— start RECORDS FOR THE EXERCISE —

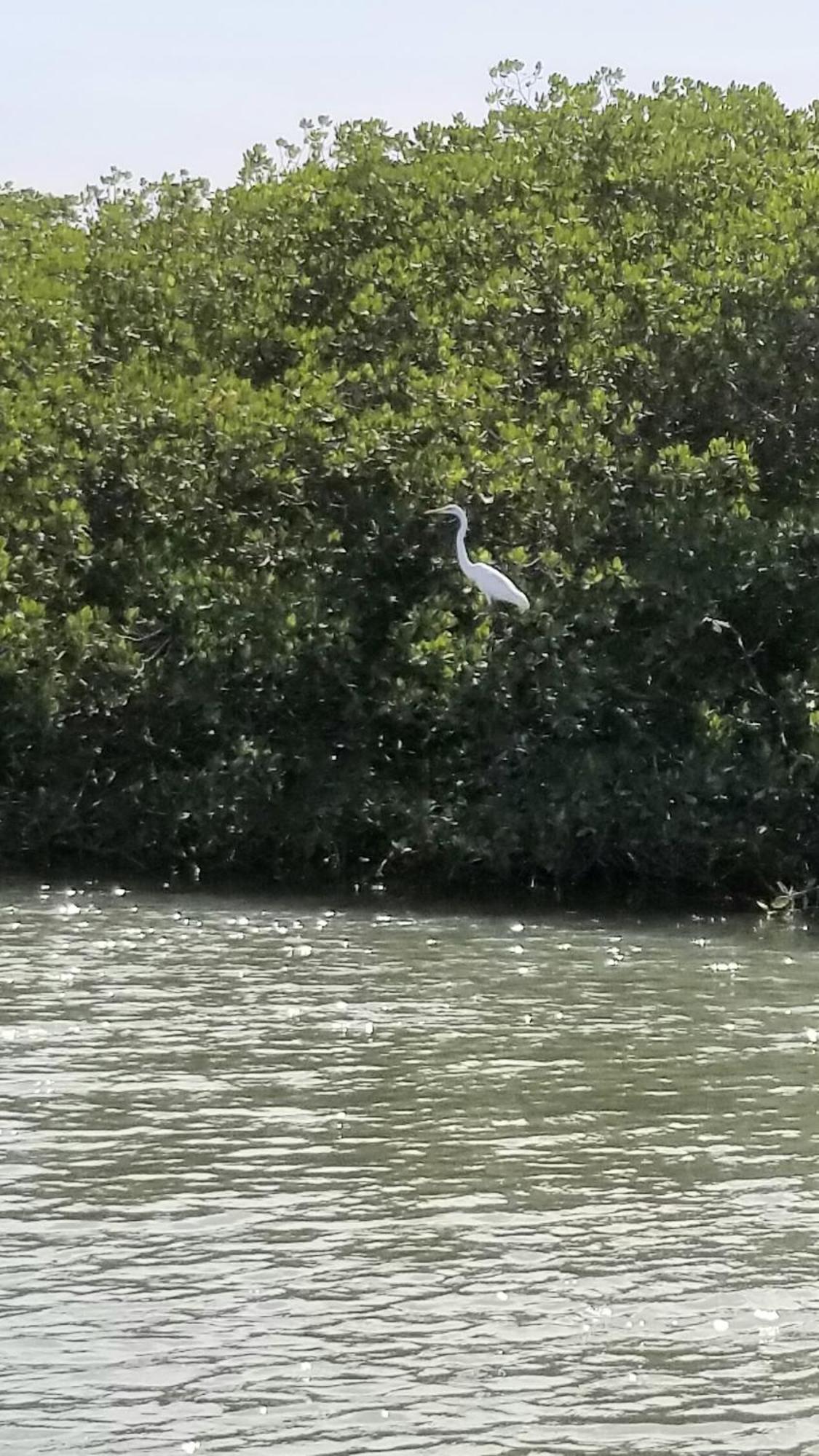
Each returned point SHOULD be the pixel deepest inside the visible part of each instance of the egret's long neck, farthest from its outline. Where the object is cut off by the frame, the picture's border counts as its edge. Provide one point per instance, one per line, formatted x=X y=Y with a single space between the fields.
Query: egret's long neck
x=461 y=550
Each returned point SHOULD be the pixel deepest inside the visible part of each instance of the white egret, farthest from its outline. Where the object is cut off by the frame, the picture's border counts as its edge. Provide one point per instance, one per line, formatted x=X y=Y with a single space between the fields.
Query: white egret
x=491 y=582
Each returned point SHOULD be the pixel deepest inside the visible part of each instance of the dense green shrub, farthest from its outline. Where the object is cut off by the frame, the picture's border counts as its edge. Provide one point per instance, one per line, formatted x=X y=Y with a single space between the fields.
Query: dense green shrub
x=228 y=633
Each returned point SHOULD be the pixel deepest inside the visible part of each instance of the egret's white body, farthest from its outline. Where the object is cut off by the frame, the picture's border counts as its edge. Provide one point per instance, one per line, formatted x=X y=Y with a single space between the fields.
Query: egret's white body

— end RECORDS FOR THE EXERCISE —

WHAT TO PRODUCE: Reproduce all of the records above verbatim, omitting the pictures from your reply.

FULL OUTPUT:
Each returned point SHOULD be the pixel deepest inside the visible part of each instance of the egret's long neck, farthest from its outline. Where the object is cut off by the frame, the picture's border counts as its edge. Provide one point per instance, one per line, formatted x=X y=Y with a single space between the fields.
Query: egret's long neck
x=461 y=550
Each returned point SHOULD be the pixel deepest inside the visible part of each instance of the white egret, farthest from its outline. Where the object is cut off by the frame, the picture's border counts as its edge. Provide one point per instance, one per line, formatted x=X y=Y with a single space between the fields.
Query: white egret
x=491 y=582
Each returned point SHOULD be the pixel deepest inside the visible part of each instance of the dense green shrub, farthest from its outline. Where the object is cut off by the frame, the picture's border counts as its edge. Provide one point per instance, one per line, formatted x=X y=Y with a single space between the fields.
Query: dense green shrub
x=228 y=633
Each returned point SHOULD be the pixel deepest inside the visible part of each instance of the egret's white body, farthest from its outline. Where the object is cut off by the frame, the picture's border counts as its edge. Provide one point per instance, one per line, formatted x=X y=Y with a single space between the fields.
Query: egret's white body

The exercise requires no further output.